Outline records
------------------------------------------------
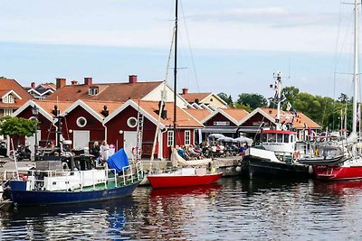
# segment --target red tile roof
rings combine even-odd
[[[211,111],[207,109],[192,109],[192,108],[187,108],[185,109],[188,114],[193,116],[195,118],[196,118],[198,121],[202,121],[205,118],[206,118],[208,116],[210,116]]]
[[[274,108],[261,108],[263,112],[265,112],[267,115],[269,115],[272,118],[275,118],[275,116],[277,116],[277,109]],[[303,113],[301,112],[298,112],[297,115],[298,116],[300,117],[300,122],[297,121],[297,117],[294,116],[294,118],[291,116],[292,114],[291,111],[284,111],[284,110],[281,110],[281,115],[289,115],[290,116],[290,120],[293,120],[293,127],[297,128],[297,129],[301,129],[304,128],[304,124],[306,124],[307,127],[310,127],[310,128],[321,128],[321,126],[319,125],[318,125],[317,123],[315,123],[313,120],[311,120],[310,117],[308,117],[307,116],[305,116]],[[286,121],[286,116],[281,116],[281,122]]]
[[[189,103],[196,102],[196,100],[201,101],[204,98],[210,96],[212,93],[187,93],[187,94],[180,94],[183,98],[185,98]]]
[[[162,81],[137,82],[137,83],[107,83],[92,84],[99,87],[98,95],[89,95],[89,85],[69,85],[57,89],[47,99],[75,101],[78,99],[91,99],[101,101],[126,102],[128,99],[142,98]]]
[[[17,95],[19,95],[22,99],[18,99],[15,97],[15,103],[3,103],[0,101],[0,108],[19,108],[29,99],[33,97],[30,95],[15,79],[0,79],[0,91],[3,95],[6,94],[10,90],[14,90]]]
[[[244,109],[223,108],[222,110],[230,116],[232,116],[233,119],[235,119],[237,122],[240,122],[242,119],[243,119],[246,116],[249,115],[249,112],[247,112]]]
[[[155,112],[158,110],[158,102],[157,101],[139,101],[139,106],[143,108],[147,113],[151,115],[154,118],[158,119],[158,115]],[[165,109],[167,111],[167,118],[162,119],[161,123],[164,125],[174,125],[174,103],[173,102],[166,102]],[[190,116],[186,111],[182,108],[176,108],[176,125],[178,127],[203,127],[204,125]]]

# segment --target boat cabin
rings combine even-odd
[[[262,145],[265,150],[279,153],[293,153],[297,133],[284,130],[263,130]]]

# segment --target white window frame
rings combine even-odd
[[[90,96],[97,96],[98,93],[99,93],[98,88],[90,88],[88,90],[88,94],[89,94]]]
[[[174,145],[174,131],[167,131],[167,146]]]
[[[4,109],[4,116],[12,116],[13,113],[14,113],[14,109],[11,109],[11,108]]]
[[[7,95],[6,97],[5,97],[3,98],[3,103],[14,104],[14,103],[15,103],[15,98],[14,97],[13,95]]]
[[[132,120],[134,120],[135,121],[135,124],[134,125],[132,125],[130,122],[132,121]],[[136,117],[129,117],[128,120],[127,120],[127,125],[129,125],[129,127],[130,127],[130,128],[135,128],[136,126],[137,126],[137,125],[138,124],[138,121],[137,120],[137,118]]]
[[[81,120],[84,120],[84,124],[81,125]],[[87,125],[87,119],[84,116],[80,116],[77,119],[77,125],[81,128],[84,127],[85,125]]]
[[[190,130],[186,130],[185,131],[185,145],[189,145],[190,144],[191,144],[191,132]]]

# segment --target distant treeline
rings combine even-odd
[[[266,98],[260,94],[243,93],[234,101],[226,93],[222,92],[218,96],[231,107],[243,108],[249,112],[257,107],[276,108],[273,97]],[[295,87],[286,87],[281,90],[281,96],[284,99],[286,98],[282,104],[283,110],[287,109],[288,103],[290,103],[290,107],[291,106],[291,110],[302,112],[320,125],[323,129],[328,127],[329,130],[339,130],[341,128],[341,118],[343,118],[344,125],[345,116],[347,116],[347,128],[348,130],[351,129],[353,97],[348,97],[346,94],[342,93],[338,99],[333,99],[300,92],[300,89]]]

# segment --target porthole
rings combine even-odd
[[[80,127],[84,127],[87,125],[87,119],[81,116],[77,119],[77,125]]]
[[[131,128],[136,127],[137,126],[137,119],[135,117],[129,117],[127,120],[127,125]]]

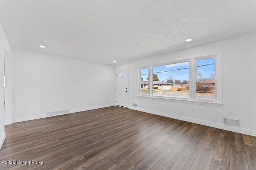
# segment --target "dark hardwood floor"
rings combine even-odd
[[[116,106],[5,131],[2,170],[256,170],[255,137]]]

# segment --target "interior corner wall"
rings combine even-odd
[[[256,47],[254,32],[118,65],[116,70],[129,68],[130,108],[256,136]],[[139,68],[221,51],[223,104],[220,106],[137,96]],[[223,117],[240,119],[240,127],[223,125]]]
[[[13,123],[115,105],[115,66],[13,48]]]
[[[4,132],[4,57],[12,55],[12,47],[0,23],[0,148],[5,139]]]

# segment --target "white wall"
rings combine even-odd
[[[116,70],[129,68],[129,107],[256,136],[256,37],[255,32],[250,33],[116,66]],[[223,69],[223,104],[220,106],[137,97],[139,67],[220,51],[222,52]],[[137,107],[132,106],[133,103],[137,104]],[[222,125],[222,117],[240,119],[240,128]]]
[[[13,123],[115,105],[114,66],[14,48],[12,59]]]
[[[5,139],[4,132],[4,75],[5,56],[10,57],[12,47],[0,23],[0,148]]]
------------------------------------------------
● **WHAT THIS TASK INVOLVES**:
Copy the material word for word, starting at the line that contains "# segment --target porthole" and ending at the line that contains "[[[4,132],[4,57],[12,55],[12,47],[0,23],[0,148],[5,139]]]", with both of those lines included. Leave the pictures out of your copy.

● **OUTPUT BELOW**:
# segment --target porthole
rings combine even-odd
[[[80,127],[84,127],[87,125],[87,119],[81,116],[77,119],[77,125]]]
[[[131,128],[136,127],[137,126],[137,119],[135,117],[129,117],[127,120],[127,125]]]

# segment --target "dark hardwood floor"
rings combine even-odd
[[[116,106],[5,131],[2,170],[256,170],[255,137]]]

# segment --target "interior corner wall"
rings combine even-odd
[[[256,47],[254,32],[118,65],[116,70],[129,68],[130,108],[256,136]],[[139,68],[221,51],[223,104],[220,106],[137,96]],[[223,117],[240,119],[240,127],[223,125]]]
[[[13,123],[115,105],[115,66],[13,48]]]
[[[4,132],[4,57],[12,55],[12,47],[0,23],[0,148],[5,139]]]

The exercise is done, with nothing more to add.